• Text to read:
========================================================================
Preparing for this trip, seven days and five thousand miles away from home, had been a nightmare. More accurately, I had been a nightmare. The whole process seemed to be comedy of errors right down to the email opened at 11:00 p.m. to check in and get our boarding passes, five hours before we left for the airport, only to find the word in panic inducing bold…NOT BOOKED.

It was the wrong email.

Leaving our home, I inevitably believed I forgot to pack something vital or left another something plugged in or switched on that should most decidedly be unplugged or switched off. I made my husband stop at a shady convenience store at 4:45 a.m. so I could break every rule that I have about public restrooms and be sick.

Since the gods of travel apparently have me marked as public enemy number one, my twelve year old daughter set off  the alarm for an apparent random inspection which required the TSA agent to shout, “There! That’s her mother!” and pull me aside to search me and wipe down every single electronic device in my carry on. (I would have this happen twice more in two different airports on this trip but by the third time I was prepared to just strip down and fly home naked.)
========================================================================
• Entries provided:

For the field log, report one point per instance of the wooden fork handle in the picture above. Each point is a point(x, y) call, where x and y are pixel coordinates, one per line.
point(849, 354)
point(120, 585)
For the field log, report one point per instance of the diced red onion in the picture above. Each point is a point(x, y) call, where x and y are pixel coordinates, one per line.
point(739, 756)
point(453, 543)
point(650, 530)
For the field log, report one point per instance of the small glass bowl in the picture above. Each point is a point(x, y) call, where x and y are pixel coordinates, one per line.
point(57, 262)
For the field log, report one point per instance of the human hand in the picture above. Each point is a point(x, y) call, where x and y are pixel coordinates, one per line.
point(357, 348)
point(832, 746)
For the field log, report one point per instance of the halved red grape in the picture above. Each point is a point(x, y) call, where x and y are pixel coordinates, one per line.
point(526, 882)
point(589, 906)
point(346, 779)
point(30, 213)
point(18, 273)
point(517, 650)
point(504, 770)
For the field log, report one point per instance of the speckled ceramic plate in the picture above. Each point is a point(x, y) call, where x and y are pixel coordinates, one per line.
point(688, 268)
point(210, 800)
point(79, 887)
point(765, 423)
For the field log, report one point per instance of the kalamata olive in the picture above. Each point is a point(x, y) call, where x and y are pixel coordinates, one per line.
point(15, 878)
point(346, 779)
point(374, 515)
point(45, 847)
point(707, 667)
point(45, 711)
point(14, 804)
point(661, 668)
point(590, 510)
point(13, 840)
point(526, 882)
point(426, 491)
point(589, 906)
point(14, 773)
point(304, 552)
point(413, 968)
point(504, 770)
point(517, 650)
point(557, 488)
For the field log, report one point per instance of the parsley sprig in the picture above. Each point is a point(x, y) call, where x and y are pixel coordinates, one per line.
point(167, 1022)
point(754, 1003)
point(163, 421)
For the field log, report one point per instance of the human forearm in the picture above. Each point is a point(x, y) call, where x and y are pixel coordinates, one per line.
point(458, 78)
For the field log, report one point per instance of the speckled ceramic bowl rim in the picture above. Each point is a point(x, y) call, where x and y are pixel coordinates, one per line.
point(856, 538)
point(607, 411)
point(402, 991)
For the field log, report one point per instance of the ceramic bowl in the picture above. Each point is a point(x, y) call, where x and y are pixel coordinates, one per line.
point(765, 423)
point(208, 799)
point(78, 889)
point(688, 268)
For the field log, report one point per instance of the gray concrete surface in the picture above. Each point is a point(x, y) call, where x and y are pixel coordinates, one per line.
========================================================================
Write the next part of the account of the trip, starting after its final sentence. The records play no part in this work.

For a bit my anxiety seemed to have fled. Until we sat down at the gate. I became aware of the cold drops of sweat forming on my upper lip and the steady increase of my heart rate. My stomach began to churn as the six of us took our place in line to walk what I had come to view as my own personal Green Mile.

I told my husband to board the plane with the kids and I turned and literally ran for the bathroom. I locked myself in a stall, my entire mind and body involved in the throes of intense and unrelenting panic. I knew without a shred of uncertainty that there was absolutely, positively no way I was getting on that airplane.

Rewind to a few days before when my husband and I were looking up the locations of the activities we wanted to plan. We pulled up Google Earth, the wondrous tool that shows where all the places are. Curious, I wanted to zoom out and see just how far Hawaii actually is from Florida. How, after years of schooling and a fair amount of intelligence, I didn’t realize the Hawaiian Islands are extraordinarily tiny spots of land in a very, very large expanse of the Pacific I will never know.

The thought of being on an airplane with nothing, nothing, nothing but water, water everywhere terrified me.

I had never been to Hawaii and it was on my bucket list. An opportunity arose and we decided to pull the kids out of school, even our college freshman, and make what is usually a getaway for Jeff and me a family vacation. It was a first for all of us and who knew if the chance would come around again? Our kids are still young enough to experience wonder that is simply magical…hell, so am I!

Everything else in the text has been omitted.